▸ Source records:
•••

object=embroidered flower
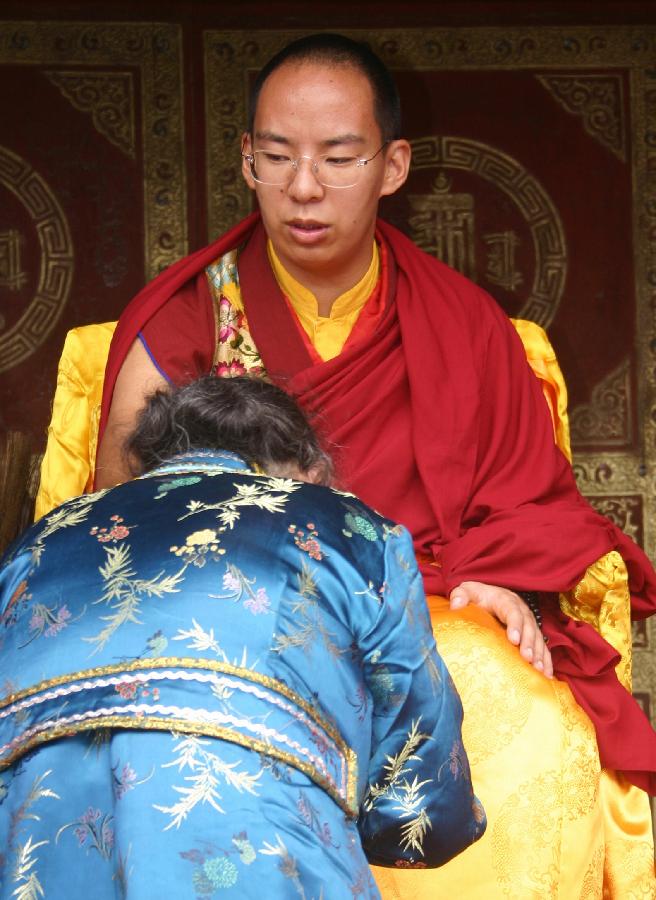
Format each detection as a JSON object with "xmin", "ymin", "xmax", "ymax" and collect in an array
[
  {"xmin": 218, "ymin": 296, "xmax": 239, "ymax": 342},
  {"xmin": 186, "ymin": 529, "xmax": 218, "ymax": 547},
  {"xmin": 243, "ymin": 587, "xmax": 271, "ymax": 615},
  {"xmin": 216, "ymin": 359, "xmax": 247, "ymax": 377},
  {"xmin": 90, "ymin": 516, "xmax": 134, "ymax": 543},
  {"xmin": 115, "ymin": 682, "xmax": 137, "ymax": 700},
  {"xmin": 232, "ymin": 834, "xmax": 256, "ymax": 865},
  {"xmin": 114, "ymin": 763, "xmax": 137, "ymax": 799},
  {"xmin": 44, "ymin": 604, "xmax": 71, "ymax": 637},
  {"xmin": 222, "ymin": 570, "xmax": 241, "ymax": 592},
  {"xmin": 203, "ymin": 856, "xmax": 238, "ymax": 889},
  {"xmin": 291, "ymin": 524, "xmax": 324, "ymax": 560}
]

•••

▸ What to work on: Starting at the line that contains "Format each detection", copy each line through the last one in the records, exactly, and output nothing else.

▸ Answer for this exercise:
Format each detection as a JSON object with "xmin", "ymin", "xmax", "ymax" and collect in an array
[
  {"xmin": 218, "ymin": 296, "xmax": 239, "ymax": 342},
  {"xmin": 186, "ymin": 529, "xmax": 218, "ymax": 547},
  {"xmin": 243, "ymin": 587, "xmax": 271, "ymax": 615},
  {"xmin": 216, "ymin": 359, "xmax": 247, "ymax": 377},
  {"xmin": 90, "ymin": 516, "xmax": 134, "ymax": 543},
  {"xmin": 115, "ymin": 682, "xmax": 137, "ymax": 700},
  {"xmin": 232, "ymin": 834, "xmax": 256, "ymax": 865},
  {"xmin": 114, "ymin": 763, "xmax": 137, "ymax": 799},
  {"xmin": 44, "ymin": 604, "xmax": 71, "ymax": 637},
  {"xmin": 222, "ymin": 570, "xmax": 241, "ymax": 592},
  {"xmin": 203, "ymin": 856, "xmax": 238, "ymax": 889},
  {"xmin": 291, "ymin": 524, "xmax": 324, "ymax": 560}
]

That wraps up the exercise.